- **Stated goal**: Gather and copy out every line in the listing below that contains the word "windshield". Count a line only if its capitalization matches.

————————

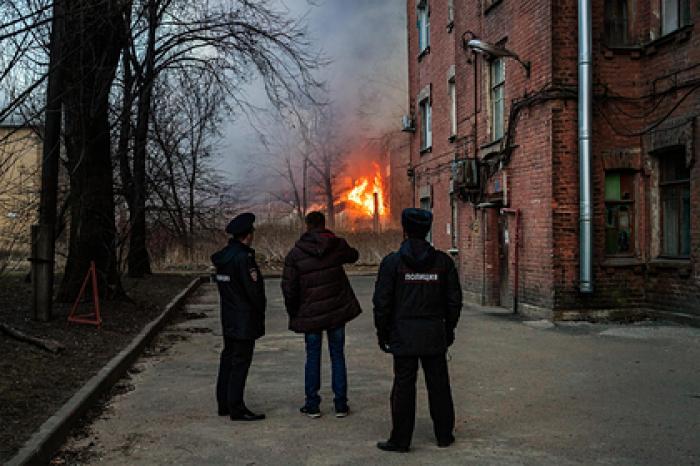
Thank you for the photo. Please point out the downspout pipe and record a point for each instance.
(585, 92)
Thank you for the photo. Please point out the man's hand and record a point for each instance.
(384, 346)
(449, 336)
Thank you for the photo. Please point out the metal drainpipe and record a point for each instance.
(585, 91)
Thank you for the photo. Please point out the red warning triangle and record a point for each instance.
(93, 317)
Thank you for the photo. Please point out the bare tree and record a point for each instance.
(228, 43)
(186, 190)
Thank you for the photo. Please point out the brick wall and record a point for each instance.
(632, 94)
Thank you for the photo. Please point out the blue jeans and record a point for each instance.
(312, 373)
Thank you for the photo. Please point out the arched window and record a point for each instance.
(616, 23)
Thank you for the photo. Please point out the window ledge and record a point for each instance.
(493, 5)
(611, 261)
(668, 262)
(491, 144)
(423, 53)
(649, 48)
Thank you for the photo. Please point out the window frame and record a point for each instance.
(426, 203)
(682, 15)
(677, 188)
(423, 24)
(426, 124)
(617, 22)
(631, 205)
(454, 213)
(497, 97)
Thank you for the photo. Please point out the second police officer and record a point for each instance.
(417, 303)
(242, 294)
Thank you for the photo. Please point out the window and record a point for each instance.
(619, 213)
(450, 14)
(426, 124)
(426, 204)
(616, 23)
(452, 89)
(497, 83)
(674, 15)
(423, 26)
(674, 187)
(455, 221)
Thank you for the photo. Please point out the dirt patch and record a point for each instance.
(36, 383)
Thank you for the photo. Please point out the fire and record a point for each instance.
(361, 196)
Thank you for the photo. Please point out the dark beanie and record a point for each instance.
(416, 221)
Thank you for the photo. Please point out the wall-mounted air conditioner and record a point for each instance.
(407, 124)
(466, 174)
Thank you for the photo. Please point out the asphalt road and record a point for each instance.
(525, 393)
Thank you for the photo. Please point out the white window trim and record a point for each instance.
(423, 18)
(424, 99)
(493, 87)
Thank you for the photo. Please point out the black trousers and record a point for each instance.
(233, 371)
(403, 397)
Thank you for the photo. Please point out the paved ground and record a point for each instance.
(525, 393)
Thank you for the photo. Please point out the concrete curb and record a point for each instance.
(43, 443)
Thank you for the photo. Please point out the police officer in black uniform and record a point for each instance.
(243, 302)
(417, 303)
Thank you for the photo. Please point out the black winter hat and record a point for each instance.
(416, 221)
(241, 224)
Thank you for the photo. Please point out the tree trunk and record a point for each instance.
(138, 259)
(43, 267)
(94, 28)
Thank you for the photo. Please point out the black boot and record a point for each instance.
(388, 446)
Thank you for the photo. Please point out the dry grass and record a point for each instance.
(272, 243)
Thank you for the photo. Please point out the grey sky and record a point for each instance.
(366, 42)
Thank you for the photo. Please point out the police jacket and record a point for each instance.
(417, 300)
(316, 290)
(242, 292)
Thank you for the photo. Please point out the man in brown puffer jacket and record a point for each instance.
(318, 297)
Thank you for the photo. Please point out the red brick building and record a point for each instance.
(495, 152)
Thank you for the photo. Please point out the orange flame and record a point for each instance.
(361, 196)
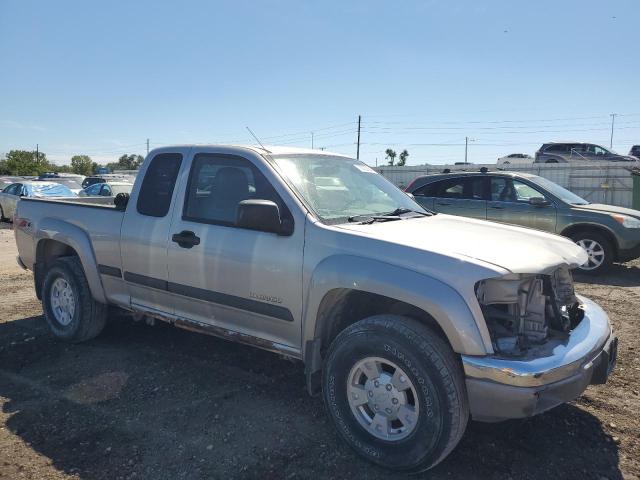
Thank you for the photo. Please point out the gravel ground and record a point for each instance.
(163, 403)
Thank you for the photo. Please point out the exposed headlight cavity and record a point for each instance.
(522, 311)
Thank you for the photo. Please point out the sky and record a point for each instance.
(100, 78)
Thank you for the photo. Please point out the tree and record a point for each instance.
(403, 158)
(81, 164)
(24, 162)
(390, 155)
(130, 162)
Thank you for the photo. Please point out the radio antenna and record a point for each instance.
(257, 140)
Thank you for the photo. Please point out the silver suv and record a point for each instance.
(578, 152)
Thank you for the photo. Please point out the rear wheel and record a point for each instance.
(396, 392)
(599, 251)
(71, 312)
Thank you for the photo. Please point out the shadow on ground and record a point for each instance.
(163, 403)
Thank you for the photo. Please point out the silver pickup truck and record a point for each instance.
(408, 322)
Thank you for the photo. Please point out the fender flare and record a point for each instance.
(78, 239)
(447, 307)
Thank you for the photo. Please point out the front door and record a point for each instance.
(243, 281)
(510, 203)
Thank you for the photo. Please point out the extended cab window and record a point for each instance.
(218, 183)
(470, 188)
(158, 184)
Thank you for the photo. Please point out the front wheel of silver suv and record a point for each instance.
(395, 391)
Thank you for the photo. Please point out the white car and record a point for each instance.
(515, 159)
(29, 188)
(106, 189)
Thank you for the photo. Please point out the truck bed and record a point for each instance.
(96, 219)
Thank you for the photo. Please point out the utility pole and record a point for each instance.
(466, 148)
(613, 119)
(358, 150)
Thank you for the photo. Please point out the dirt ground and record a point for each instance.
(163, 403)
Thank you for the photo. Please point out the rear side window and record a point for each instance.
(427, 190)
(158, 184)
(218, 183)
(12, 189)
(469, 188)
(558, 148)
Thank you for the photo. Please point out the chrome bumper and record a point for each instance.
(555, 373)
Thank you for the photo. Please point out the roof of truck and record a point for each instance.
(272, 149)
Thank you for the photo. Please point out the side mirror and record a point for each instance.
(262, 215)
(121, 201)
(538, 201)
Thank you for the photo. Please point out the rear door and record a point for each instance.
(145, 231)
(464, 196)
(240, 280)
(10, 199)
(510, 203)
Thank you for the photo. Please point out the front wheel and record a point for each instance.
(71, 312)
(395, 392)
(598, 249)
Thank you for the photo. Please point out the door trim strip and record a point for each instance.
(240, 303)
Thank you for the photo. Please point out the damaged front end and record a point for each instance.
(524, 310)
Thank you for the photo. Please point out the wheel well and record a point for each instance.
(343, 307)
(572, 230)
(47, 252)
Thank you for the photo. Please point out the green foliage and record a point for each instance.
(62, 168)
(390, 155)
(403, 158)
(81, 164)
(23, 162)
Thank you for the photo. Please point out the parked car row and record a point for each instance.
(567, 152)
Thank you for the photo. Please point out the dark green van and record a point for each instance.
(607, 233)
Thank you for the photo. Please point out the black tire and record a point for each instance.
(429, 363)
(89, 316)
(606, 246)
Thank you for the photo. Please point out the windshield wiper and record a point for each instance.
(365, 219)
(403, 211)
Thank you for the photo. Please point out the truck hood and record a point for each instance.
(516, 249)
(599, 207)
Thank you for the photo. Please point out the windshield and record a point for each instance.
(116, 189)
(337, 188)
(49, 190)
(559, 192)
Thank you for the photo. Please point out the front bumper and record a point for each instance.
(501, 388)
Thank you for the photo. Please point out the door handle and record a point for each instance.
(186, 239)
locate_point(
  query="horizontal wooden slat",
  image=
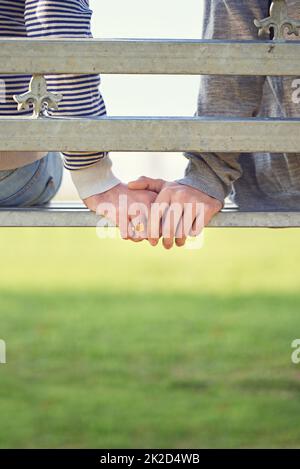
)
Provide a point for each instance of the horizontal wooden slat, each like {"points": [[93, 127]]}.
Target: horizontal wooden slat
{"points": [[76, 215], [190, 57], [150, 134]]}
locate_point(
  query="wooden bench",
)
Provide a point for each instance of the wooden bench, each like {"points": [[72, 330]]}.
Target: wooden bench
{"points": [[40, 57], [76, 215]]}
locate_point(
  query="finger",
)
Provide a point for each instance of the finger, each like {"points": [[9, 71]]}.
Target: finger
{"points": [[199, 222], [158, 210], [170, 224], [180, 238], [145, 183]]}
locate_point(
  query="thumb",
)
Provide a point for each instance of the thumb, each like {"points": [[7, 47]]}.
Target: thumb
{"points": [[145, 183]]}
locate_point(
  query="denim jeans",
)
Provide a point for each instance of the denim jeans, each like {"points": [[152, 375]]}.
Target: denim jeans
{"points": [[33, 184]]}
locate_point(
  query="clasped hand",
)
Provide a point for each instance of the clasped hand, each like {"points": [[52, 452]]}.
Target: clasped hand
{"points": [[153, 208]]}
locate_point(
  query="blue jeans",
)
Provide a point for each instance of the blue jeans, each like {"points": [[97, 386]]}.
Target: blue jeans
{"points": [[33, 184]]}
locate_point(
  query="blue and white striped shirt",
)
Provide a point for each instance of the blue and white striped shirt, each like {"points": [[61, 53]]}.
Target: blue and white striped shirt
{"points": [[81, 95]]}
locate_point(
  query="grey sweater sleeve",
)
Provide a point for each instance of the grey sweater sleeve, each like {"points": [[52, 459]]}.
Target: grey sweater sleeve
{"points": [[231, 96]]}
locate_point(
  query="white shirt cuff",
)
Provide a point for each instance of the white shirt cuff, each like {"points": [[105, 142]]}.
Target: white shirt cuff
{"points": [[95, 179]]}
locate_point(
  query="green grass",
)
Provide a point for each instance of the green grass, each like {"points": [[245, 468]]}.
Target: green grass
{"points": [[111, 344]]}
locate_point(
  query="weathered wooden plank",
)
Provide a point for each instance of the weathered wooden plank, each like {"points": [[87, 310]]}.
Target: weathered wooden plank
{"points": [[150, 134], [76, 215], [188, 57]]}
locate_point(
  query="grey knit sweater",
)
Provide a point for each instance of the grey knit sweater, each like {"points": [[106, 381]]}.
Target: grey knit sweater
{"points": [[268, 180]]}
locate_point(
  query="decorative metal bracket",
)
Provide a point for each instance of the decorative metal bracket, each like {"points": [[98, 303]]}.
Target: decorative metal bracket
{"points": [[278, 22], [39, 97]]}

————————

- **Response for this exercise**:
Thank you for the photo. Please point out the windshield wiper and record a point for each instance.
Thank you for the photo. Please point out the windshield and record a point for each instance.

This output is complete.